### Document text
# OK well this is the second time for an EO problem



## Sondra (Oct 25, 2007)

This is the second time I used Sweet Orange EO from Lillian and the stuff just lays on the top of the finished soap. Just a film of oil. 
Guess this shouldn't be used as a frangrance but instead used as part of your oils and butters.
Anyone else had this problem?


----------



## Caprine Beings (Sep 19, 2008)

I have had this problem, started with cheap EO and had to add alot. Then I got this really good stuff and tried to use the same amount and it did the same thing. I cut the mount down from the original 3 oz to 1 oz per 8lb and it worked much better.
How much orange did you use Sondra? Considering its from Lillian who doesn't cut her oils as much you wouldn't need much. Tammy


----------



## Sondra (Oct 25, 2007)

evidently too much 
It was a 56 oz batch which went in 2 slots of the MM and I used 2 oz sweet orange and 1 oz lemon grass with probably 1/4 oz DB 
Think I will have to rebatch this stuff but am waiting till tomarrow and see what happens.


----------



## Kalne (Oct 25, 2007)

Hmmm, 56 oz is 3.5 lbs. At .7 oz ppo (which is what I use with FOs, usually less with EOs) that would be 2.4 oz of fragrance and you used 3.25. So yeah, I'd say you used a bit too much.


----------



## Sondra (Oct 25, 2007)

Well that maybe Kathy and I am not doubting you but why would one oz too much of an EO make that much difference when stirred in and blended well at trace. This is what I don't understand. How can I get a layer of just oil on the top


----------



## Kalne (Oct 25, 2007)

I don't know *why* it happens, I just know it does. I have only had it happen once and I used the proper amount. It was suggested that the FO I used was cut with too much oil. So I don't understand either.

And if the problem is excess oil then why is it that I have one recipe that I can superfat at 20% and not have this problem? Maybe it has something to do with the carrier oils used in the fragrance?


----------



## Sondra (Oct 25, 2007)

UMM hope Barb or Vicki gets in on this.


----------



## Guest (Nov 11, 2008)

oK Sondra, for what it is worth, my take on it.. Since I have only used Lills sweet orange in blends.. Goat milk soap is already superfatted because of the fat in the goat milk, we all know that.. Now most people also superfat their recipes by 3 to 5 percent.. Add pure EO, that is not diluted to that and I believe is too much oil for the lye to do its job and turn all oils into soap.. 
Orange oil especially, which is a true oil.. I would try changing my recipe and cut out the 3 to 5 percent on a soap calculator.. and go from there.. When I first started soaping, I had this happen a few times and it was not consistent with oils, some did it with FO's and some with Eo's.. the stronger ones.. I have learned with good oils (Lills is One) to cut out the superfatting and go with just what is in the goatmilk, and I still get a nice cleansing soap that moisturizes the skin..
Hope this helps 
Barbara


----------



## Sondra (Oct 25, 2007)

Thanks Barb but I am not sure how to do that with the soap calc. so hope someone will lead me thru it . Soap calc for DUMMIES


----------



## Guest (Nov 12, 2008)

Sondra,
Up in the top right hand corner of soap calc... there is a box and the first thing in the box is percent of water to oils, second one is the superfatt box and it is automatically set to 5 percent.. Outline that and change it to 1 percent or to 0 and you will notice that your recipe now calls for more lye.. 
Barbara


----------



## Sondra (Oct 25, 2007)

:blush Thanks Barb


----------

### Position annotation records
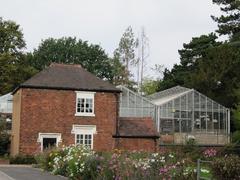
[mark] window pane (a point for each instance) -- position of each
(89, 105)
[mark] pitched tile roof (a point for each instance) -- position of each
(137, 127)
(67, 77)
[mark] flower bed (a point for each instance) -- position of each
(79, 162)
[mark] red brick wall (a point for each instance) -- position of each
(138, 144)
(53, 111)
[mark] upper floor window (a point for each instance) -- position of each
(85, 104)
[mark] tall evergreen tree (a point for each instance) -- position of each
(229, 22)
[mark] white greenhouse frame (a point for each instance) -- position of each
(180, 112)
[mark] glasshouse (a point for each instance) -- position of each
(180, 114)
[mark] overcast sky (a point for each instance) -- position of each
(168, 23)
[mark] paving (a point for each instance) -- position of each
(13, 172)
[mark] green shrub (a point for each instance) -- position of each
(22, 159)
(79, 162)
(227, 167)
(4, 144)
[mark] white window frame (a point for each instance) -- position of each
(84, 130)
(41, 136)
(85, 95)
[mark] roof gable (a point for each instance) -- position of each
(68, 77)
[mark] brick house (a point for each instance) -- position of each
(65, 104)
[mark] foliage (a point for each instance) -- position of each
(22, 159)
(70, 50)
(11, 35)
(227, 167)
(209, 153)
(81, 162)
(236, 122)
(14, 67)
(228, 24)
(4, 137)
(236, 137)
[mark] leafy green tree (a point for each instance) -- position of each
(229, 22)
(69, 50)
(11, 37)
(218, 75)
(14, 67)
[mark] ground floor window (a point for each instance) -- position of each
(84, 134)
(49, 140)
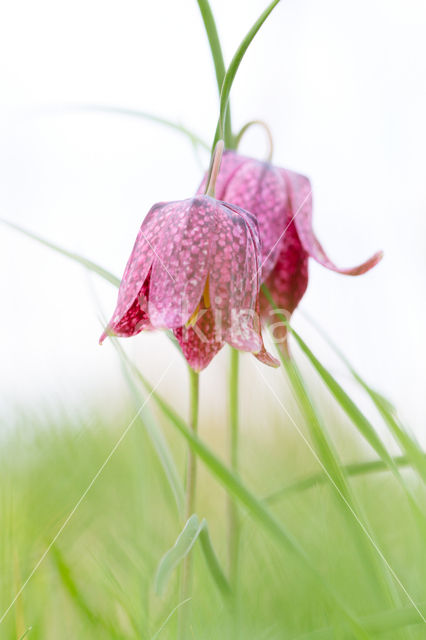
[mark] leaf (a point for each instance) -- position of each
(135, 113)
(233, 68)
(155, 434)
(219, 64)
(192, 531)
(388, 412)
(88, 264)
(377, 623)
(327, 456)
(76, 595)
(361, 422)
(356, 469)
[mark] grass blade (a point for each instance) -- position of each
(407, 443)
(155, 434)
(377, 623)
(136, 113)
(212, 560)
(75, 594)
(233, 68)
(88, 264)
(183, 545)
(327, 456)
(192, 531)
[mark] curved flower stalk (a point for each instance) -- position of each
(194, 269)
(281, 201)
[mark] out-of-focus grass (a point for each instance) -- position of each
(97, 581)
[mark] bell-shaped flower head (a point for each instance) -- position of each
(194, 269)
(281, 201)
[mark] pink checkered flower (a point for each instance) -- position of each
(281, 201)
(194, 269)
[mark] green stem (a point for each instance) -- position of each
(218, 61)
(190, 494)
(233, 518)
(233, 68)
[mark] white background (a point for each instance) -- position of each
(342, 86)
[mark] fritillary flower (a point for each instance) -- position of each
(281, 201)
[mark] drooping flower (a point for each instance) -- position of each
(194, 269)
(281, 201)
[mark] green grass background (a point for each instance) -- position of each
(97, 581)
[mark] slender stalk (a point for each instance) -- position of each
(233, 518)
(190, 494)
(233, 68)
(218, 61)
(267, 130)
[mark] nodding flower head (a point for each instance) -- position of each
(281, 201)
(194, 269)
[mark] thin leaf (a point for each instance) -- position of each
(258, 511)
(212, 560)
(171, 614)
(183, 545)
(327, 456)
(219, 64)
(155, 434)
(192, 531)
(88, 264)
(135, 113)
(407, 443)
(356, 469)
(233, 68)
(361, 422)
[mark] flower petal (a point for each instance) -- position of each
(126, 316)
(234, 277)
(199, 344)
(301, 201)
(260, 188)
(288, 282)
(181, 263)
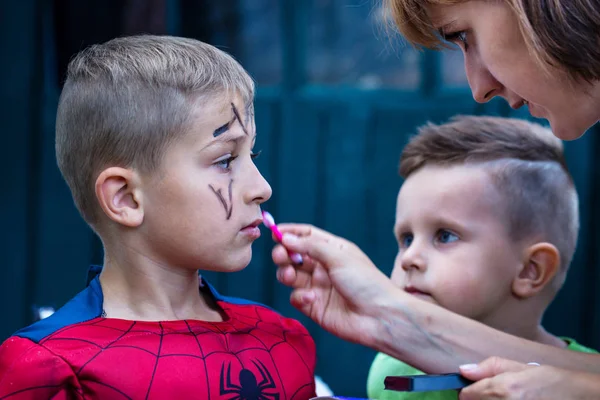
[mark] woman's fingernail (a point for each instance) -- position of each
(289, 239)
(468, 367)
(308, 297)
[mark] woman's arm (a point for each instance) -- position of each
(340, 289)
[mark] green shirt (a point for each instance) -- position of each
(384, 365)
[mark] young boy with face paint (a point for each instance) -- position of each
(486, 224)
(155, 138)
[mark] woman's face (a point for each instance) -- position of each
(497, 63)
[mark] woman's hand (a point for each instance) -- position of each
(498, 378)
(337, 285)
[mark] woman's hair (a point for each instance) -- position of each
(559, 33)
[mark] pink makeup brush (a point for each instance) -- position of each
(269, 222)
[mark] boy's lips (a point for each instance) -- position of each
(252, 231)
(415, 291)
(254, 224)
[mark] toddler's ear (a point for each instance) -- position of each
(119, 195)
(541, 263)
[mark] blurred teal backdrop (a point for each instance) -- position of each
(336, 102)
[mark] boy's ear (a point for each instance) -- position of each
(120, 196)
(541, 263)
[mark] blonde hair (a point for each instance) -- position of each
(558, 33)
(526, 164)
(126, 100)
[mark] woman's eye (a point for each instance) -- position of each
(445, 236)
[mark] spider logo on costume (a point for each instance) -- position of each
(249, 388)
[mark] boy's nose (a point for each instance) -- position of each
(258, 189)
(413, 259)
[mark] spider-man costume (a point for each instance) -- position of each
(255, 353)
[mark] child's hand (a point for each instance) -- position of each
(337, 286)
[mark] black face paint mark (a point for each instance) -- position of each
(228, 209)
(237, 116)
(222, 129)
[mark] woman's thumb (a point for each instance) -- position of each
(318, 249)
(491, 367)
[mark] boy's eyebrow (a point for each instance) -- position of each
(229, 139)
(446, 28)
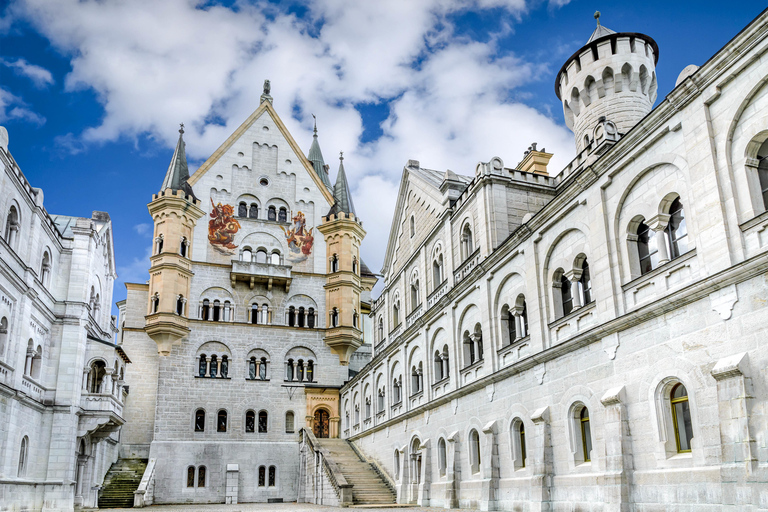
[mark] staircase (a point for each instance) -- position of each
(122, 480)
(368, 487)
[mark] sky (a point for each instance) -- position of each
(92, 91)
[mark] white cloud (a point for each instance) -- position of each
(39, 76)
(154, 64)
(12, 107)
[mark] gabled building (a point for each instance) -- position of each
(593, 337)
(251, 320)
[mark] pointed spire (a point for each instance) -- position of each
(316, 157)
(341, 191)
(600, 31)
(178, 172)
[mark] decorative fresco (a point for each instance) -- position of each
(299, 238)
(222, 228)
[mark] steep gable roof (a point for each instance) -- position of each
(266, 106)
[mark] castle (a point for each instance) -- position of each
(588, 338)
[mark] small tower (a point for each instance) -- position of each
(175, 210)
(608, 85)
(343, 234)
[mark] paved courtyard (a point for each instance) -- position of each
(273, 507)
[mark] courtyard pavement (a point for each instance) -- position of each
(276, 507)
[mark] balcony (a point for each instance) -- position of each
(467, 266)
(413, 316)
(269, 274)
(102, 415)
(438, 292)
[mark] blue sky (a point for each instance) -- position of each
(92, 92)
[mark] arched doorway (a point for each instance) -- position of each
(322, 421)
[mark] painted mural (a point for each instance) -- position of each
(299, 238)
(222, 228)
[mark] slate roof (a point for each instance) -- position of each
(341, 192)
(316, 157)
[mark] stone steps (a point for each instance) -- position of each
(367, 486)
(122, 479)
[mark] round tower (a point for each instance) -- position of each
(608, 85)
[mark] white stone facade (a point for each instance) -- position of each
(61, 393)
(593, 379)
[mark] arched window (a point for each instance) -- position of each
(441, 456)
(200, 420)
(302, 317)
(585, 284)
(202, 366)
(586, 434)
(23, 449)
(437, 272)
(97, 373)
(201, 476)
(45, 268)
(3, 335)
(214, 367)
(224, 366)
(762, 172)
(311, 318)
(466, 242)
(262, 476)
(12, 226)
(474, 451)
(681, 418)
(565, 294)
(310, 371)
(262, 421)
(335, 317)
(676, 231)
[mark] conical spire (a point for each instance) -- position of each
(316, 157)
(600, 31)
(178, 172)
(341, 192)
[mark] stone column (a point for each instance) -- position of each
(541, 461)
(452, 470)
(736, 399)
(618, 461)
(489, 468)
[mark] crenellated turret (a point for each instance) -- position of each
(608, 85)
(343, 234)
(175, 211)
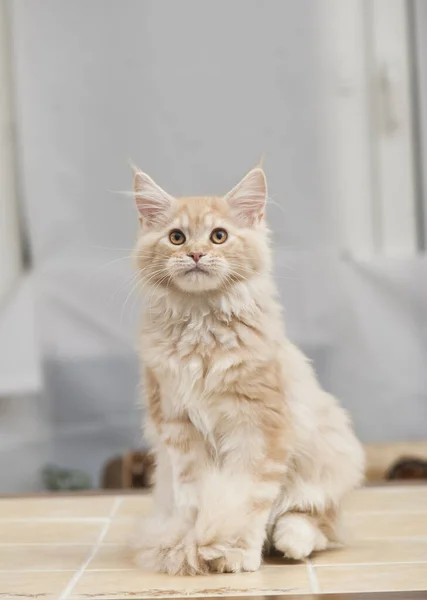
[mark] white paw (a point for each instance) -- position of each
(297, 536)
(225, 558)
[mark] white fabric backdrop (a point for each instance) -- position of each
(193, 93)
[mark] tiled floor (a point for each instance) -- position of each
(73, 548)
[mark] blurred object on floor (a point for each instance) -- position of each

### Objectives
(1) List each distinct poster name that appears in the post headers of the soap-making thread.
(2) Edit the soap-making thread starting with "This is the second time I" and going on through "had this problem?", putting "Lemongrass EO" where "Sweet Orange EO" stands.

### Replies
(1) Sondra, Caprine Beings, Kalne, Guest

(2)
This is the second time I used Lemongrass EO from Lillian and the stuff just lays on the top of the finished soap. Just a film of oil. 
Guess this shouldn't be used as a frangrance but instead used as part of your oils and butters.
Anyone else had this problem?